Task objective
Could you return these rows verbatim, starting at the row containing "backhoe bucket in this photo." and ending at the final row, both included?

[Object pointing dataset rows]
┄┄┄┄┄┄┄┄┄┄

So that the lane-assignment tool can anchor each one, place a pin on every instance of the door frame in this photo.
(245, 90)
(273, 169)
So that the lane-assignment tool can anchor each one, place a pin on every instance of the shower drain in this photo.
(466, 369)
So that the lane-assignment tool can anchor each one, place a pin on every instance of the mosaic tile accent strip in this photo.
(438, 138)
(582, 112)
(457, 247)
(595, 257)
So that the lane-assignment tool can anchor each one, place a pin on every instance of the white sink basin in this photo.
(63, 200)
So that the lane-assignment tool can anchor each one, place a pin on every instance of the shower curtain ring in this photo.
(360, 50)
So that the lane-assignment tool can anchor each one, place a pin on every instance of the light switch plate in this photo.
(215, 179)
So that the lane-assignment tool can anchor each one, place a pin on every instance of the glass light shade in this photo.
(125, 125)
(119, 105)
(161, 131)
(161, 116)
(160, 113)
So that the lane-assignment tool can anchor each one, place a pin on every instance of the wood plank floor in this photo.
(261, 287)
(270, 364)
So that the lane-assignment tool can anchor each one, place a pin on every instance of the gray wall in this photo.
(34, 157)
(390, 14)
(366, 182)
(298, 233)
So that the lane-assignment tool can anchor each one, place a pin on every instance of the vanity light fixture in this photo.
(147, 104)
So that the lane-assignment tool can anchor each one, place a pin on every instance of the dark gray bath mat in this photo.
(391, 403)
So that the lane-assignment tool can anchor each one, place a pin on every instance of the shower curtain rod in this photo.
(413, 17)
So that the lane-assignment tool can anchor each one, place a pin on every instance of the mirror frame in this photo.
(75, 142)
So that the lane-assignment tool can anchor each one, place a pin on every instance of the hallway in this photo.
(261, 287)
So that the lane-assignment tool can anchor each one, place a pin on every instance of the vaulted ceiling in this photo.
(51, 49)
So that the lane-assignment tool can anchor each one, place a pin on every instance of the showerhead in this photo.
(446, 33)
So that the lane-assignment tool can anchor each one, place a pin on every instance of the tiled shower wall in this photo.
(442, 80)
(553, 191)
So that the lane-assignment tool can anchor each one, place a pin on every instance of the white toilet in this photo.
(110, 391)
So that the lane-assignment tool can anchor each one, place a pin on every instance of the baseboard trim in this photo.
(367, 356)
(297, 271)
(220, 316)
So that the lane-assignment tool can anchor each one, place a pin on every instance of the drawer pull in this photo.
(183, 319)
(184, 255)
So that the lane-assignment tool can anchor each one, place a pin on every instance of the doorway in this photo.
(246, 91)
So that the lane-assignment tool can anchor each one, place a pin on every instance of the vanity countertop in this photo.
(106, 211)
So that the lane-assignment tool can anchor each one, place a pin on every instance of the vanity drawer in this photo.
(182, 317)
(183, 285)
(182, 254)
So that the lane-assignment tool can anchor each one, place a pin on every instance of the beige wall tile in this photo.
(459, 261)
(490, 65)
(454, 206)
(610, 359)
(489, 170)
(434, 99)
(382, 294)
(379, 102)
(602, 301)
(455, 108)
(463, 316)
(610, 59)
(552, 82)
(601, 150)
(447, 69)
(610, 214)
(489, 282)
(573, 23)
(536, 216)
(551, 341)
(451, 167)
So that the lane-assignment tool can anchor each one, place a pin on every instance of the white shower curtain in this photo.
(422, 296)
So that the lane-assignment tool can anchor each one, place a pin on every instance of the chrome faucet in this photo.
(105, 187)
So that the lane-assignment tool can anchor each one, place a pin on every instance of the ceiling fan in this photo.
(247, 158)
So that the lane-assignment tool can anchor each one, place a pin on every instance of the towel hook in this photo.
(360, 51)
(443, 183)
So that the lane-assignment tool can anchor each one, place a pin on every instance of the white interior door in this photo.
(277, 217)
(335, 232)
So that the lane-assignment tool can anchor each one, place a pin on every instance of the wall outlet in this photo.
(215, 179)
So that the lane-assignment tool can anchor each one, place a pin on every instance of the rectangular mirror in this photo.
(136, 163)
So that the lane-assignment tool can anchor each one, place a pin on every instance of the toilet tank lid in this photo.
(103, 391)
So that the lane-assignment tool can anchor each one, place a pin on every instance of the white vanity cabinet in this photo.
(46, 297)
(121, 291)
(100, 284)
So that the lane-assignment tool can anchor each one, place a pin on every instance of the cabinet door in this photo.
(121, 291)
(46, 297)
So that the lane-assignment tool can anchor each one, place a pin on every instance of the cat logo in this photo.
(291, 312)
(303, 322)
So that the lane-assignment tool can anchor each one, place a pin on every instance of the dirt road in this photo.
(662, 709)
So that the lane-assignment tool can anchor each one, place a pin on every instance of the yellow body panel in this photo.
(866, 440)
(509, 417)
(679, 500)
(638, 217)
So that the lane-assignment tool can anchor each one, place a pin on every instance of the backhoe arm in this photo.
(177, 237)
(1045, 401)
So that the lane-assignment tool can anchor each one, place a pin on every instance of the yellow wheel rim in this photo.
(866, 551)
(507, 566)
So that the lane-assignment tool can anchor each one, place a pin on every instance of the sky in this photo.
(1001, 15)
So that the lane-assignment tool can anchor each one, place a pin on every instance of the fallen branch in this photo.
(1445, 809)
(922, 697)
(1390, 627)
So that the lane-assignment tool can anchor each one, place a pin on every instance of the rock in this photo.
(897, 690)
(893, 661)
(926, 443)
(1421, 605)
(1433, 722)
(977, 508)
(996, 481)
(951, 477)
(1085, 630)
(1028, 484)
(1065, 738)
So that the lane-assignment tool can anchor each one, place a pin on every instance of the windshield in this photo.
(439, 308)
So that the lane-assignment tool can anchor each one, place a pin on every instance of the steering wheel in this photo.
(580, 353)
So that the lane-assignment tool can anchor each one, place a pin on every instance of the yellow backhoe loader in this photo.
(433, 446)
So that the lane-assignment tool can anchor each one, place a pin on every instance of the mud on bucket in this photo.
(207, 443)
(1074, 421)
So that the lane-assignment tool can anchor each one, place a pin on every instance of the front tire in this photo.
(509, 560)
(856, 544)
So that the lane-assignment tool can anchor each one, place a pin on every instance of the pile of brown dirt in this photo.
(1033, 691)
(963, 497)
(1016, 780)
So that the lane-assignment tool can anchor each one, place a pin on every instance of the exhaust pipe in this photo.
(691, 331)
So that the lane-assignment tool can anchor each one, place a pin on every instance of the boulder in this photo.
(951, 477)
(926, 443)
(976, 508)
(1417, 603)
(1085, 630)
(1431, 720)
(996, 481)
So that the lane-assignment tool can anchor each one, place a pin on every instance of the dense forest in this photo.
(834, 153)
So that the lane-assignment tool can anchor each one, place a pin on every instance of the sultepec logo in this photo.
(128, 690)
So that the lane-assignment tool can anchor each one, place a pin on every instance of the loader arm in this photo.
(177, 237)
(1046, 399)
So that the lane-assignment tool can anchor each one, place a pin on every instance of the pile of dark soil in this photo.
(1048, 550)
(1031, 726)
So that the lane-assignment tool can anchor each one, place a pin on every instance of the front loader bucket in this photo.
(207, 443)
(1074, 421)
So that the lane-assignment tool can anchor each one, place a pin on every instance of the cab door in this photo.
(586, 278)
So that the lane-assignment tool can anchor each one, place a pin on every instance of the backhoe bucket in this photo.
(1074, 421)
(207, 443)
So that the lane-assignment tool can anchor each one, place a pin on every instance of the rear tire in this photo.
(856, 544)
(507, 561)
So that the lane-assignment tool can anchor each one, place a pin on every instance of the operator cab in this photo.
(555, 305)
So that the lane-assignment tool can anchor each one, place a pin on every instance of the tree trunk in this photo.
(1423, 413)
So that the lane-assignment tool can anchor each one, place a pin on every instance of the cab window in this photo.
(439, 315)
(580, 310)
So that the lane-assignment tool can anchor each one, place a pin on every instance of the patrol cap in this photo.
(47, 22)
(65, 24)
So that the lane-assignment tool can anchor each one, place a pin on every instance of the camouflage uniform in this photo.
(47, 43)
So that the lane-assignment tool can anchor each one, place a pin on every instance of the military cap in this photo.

┄┄┄┄┄┄┄┄┄┄

Problem solution
So that the lane-assignment tool can anchor each one, place a pin on every instance of the backhoe bucket in this photo.
(1074, 421)
(207, 443)
So that the lane-assignment tool can anchor each one, place a pin on every instance of the rear tire in this photo.
(856, 544)
(507, 561)
So that the lane-assignment tool can anchor each one, place a pin on every instance of the operator cab in this photo.
(555, 305)
So that the lane-assignment tool can anchor each one, place a pin on every instance of the tree trunk in this photo.
(1423, 413)
So that the lane-assignment tool can anchor each one, place a pin on every instance of the cab window in this photo.
(439, 315)
(580, 310)
So that the lane-assignment tool can anchor each one, place a pin on every instance of the patrol cap in this photo.
(47, 22)
(65, 24)
So that the lane-assignment tool can anchor each one, place a pin on every instance of the camouflage uniform in this photo.
(47, 43)
So that the lane-assignment tool can anchor each one, place a pin on every instance of the military cap in this photo.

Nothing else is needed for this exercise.